(Records)

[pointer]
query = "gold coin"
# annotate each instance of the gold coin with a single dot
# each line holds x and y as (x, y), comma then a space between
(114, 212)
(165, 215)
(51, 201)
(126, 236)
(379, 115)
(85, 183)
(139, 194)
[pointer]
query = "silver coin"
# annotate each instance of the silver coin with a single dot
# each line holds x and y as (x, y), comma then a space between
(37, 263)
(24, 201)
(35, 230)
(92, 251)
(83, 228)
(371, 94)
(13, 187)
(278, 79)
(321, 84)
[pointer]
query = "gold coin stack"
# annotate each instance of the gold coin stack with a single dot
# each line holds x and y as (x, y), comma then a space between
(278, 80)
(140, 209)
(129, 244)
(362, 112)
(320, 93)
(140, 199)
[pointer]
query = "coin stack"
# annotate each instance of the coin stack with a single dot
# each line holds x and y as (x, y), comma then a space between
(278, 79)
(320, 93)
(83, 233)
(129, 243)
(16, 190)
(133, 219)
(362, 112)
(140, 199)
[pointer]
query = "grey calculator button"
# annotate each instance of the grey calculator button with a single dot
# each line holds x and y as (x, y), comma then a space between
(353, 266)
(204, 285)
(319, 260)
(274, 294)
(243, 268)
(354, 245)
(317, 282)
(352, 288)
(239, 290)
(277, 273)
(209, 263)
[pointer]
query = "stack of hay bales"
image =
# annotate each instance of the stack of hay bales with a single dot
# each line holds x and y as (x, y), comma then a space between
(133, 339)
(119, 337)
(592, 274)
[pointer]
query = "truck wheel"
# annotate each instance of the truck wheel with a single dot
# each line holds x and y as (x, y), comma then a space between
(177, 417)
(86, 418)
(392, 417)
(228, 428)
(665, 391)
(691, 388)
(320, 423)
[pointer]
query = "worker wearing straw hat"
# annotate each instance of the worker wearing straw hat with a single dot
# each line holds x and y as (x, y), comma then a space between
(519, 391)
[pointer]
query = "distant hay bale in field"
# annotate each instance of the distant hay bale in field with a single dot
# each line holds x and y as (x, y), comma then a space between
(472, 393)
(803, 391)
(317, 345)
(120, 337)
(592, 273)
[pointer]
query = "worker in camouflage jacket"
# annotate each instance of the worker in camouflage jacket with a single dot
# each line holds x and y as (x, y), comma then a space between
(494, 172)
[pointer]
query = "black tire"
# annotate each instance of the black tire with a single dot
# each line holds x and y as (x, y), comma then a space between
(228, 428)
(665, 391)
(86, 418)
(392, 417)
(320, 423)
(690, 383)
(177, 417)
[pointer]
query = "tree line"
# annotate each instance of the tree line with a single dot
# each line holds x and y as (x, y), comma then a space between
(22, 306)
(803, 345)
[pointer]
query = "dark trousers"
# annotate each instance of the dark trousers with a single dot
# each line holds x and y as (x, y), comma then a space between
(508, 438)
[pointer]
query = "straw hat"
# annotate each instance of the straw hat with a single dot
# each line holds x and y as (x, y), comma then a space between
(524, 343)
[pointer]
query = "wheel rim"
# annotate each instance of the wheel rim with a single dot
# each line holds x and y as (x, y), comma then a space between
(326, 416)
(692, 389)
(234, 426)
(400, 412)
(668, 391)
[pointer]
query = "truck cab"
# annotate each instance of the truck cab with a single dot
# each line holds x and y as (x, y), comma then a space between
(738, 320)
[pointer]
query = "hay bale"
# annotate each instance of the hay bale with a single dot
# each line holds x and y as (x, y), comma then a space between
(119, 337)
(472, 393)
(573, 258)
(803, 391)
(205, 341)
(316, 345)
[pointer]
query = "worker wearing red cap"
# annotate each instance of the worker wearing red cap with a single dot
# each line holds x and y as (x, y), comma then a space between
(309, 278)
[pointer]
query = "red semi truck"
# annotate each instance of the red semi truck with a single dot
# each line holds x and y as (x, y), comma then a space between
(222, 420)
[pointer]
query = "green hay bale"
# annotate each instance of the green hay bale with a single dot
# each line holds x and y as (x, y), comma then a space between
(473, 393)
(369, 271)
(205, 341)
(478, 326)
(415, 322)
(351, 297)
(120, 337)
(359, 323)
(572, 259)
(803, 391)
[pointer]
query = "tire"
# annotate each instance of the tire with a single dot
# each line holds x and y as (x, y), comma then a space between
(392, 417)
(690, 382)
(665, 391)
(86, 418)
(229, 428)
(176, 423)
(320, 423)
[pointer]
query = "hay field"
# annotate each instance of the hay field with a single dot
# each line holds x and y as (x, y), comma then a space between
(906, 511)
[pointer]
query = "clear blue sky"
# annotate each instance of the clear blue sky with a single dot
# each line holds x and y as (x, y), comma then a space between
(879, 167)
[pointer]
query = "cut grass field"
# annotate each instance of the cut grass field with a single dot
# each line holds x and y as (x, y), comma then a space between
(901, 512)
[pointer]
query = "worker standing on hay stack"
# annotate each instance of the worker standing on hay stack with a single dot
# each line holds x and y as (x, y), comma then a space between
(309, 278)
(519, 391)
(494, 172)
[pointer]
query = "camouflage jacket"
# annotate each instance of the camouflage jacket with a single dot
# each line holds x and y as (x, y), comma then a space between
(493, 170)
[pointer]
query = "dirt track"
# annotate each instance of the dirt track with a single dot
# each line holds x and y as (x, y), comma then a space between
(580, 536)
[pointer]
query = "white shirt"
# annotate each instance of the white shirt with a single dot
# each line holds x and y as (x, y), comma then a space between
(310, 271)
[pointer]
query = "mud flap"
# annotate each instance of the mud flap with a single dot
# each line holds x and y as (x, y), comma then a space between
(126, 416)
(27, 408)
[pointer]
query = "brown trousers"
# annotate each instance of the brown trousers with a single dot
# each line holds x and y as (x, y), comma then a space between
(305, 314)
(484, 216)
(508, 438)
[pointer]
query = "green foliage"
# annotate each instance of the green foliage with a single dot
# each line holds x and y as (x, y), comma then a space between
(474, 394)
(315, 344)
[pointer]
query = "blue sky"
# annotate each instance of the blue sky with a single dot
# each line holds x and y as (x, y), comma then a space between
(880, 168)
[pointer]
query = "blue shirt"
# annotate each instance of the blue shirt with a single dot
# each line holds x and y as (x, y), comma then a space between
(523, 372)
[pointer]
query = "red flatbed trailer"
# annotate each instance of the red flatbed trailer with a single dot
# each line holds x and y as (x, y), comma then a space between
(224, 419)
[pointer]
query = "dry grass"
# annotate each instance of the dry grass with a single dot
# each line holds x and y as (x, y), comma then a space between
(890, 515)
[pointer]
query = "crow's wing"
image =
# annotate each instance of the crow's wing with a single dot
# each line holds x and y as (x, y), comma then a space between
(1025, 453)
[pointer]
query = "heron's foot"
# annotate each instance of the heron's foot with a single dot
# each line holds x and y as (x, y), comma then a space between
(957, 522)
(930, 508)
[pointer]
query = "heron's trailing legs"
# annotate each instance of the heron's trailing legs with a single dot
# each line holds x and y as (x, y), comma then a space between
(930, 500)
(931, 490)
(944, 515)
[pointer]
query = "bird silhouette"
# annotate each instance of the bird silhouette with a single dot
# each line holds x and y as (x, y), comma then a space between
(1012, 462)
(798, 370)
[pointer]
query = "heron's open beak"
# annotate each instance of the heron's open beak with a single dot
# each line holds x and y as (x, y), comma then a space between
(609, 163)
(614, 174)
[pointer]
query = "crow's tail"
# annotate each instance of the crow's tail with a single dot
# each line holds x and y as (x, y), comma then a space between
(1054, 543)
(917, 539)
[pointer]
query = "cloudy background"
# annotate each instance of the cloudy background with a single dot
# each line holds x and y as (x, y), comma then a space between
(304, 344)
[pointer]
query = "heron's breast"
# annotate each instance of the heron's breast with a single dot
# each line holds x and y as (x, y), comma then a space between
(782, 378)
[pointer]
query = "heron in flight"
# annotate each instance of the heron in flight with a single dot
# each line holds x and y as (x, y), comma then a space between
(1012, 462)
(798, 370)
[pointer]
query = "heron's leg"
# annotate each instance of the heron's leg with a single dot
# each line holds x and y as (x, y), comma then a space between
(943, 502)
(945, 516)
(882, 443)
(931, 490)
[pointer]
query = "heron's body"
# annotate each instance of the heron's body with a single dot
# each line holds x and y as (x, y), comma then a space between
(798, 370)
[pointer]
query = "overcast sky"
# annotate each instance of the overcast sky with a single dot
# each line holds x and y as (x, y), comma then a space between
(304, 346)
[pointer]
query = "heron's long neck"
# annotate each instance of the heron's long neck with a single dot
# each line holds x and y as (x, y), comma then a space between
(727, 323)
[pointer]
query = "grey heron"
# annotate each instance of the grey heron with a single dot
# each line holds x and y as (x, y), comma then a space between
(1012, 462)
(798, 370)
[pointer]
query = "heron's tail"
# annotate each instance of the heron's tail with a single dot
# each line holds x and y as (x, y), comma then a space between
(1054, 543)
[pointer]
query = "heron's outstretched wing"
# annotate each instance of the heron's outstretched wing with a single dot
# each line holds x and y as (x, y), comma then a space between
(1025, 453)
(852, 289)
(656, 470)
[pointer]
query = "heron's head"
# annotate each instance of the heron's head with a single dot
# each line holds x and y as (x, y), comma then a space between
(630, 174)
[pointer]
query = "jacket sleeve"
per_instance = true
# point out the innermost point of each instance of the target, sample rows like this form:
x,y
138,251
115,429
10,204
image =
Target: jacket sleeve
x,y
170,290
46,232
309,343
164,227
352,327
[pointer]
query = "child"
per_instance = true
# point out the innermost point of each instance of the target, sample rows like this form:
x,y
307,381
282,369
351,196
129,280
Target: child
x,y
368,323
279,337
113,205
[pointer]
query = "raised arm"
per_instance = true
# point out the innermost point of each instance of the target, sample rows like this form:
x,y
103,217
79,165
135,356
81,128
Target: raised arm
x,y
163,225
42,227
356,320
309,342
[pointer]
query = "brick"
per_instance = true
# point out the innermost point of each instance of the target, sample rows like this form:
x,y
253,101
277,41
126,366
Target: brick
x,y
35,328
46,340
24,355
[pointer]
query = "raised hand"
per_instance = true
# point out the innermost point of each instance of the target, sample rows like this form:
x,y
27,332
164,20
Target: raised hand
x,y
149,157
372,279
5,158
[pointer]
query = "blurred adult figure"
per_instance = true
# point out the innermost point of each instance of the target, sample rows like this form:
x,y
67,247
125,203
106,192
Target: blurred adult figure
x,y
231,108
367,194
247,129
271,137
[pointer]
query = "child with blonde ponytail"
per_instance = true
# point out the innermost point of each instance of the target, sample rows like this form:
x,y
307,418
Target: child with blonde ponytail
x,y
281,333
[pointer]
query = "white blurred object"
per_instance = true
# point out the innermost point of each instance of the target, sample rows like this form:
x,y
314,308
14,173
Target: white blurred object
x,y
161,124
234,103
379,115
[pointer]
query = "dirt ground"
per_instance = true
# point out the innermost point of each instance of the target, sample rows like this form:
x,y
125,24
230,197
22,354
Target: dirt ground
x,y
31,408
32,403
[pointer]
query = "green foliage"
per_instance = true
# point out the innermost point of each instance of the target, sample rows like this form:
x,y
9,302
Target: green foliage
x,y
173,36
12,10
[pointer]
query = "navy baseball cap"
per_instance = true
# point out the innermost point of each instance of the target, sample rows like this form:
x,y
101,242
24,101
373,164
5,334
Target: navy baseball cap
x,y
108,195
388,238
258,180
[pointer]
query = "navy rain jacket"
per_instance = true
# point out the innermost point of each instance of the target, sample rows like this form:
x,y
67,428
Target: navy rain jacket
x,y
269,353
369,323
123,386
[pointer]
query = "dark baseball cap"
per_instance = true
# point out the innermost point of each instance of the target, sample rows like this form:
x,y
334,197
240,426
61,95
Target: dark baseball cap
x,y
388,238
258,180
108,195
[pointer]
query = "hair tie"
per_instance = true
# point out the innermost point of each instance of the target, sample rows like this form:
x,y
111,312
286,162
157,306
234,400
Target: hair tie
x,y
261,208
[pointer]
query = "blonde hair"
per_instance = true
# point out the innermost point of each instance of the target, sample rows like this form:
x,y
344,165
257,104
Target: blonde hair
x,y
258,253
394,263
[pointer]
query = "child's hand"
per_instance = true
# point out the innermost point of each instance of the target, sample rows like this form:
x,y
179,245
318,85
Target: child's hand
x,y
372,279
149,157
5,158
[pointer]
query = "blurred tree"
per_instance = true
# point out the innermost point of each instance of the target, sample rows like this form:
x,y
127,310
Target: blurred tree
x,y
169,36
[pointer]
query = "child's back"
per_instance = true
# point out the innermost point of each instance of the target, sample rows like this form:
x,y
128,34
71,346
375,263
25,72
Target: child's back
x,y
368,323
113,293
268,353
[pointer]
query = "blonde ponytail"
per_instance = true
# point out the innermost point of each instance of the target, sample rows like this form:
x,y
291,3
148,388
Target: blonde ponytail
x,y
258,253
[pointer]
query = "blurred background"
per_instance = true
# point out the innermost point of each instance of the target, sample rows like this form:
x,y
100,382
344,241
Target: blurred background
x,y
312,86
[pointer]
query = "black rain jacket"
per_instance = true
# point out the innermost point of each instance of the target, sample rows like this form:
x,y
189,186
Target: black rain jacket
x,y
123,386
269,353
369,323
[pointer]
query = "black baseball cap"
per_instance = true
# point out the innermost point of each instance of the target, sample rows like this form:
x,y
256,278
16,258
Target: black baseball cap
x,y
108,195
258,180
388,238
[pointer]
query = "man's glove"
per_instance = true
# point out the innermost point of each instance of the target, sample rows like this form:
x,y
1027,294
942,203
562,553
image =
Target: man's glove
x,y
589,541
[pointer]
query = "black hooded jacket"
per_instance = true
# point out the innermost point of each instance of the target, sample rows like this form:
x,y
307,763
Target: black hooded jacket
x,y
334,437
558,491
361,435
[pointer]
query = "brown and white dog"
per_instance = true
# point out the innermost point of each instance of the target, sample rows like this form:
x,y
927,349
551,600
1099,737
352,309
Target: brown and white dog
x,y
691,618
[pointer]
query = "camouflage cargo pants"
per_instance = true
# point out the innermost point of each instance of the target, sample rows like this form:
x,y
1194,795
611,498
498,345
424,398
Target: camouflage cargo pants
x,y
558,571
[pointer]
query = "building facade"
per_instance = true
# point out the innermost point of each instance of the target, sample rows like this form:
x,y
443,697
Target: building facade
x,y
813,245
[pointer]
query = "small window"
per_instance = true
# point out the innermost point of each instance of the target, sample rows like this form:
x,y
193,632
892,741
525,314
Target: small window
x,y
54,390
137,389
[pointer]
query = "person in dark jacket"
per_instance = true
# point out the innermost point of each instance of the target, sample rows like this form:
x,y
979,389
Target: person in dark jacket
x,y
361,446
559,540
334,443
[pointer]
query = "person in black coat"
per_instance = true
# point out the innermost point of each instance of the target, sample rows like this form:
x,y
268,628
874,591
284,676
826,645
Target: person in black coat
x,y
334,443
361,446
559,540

▶ [PROBLEM]:
Find each line in the records above that contains the word "shirt", and copy those lines.

▶ [RESULT BELOW]:
query = "white shirt"
# annotate each instance of the white shirt with a single dot
query = "blue shirt"
# annotate each instance of the blue shirt with a single dot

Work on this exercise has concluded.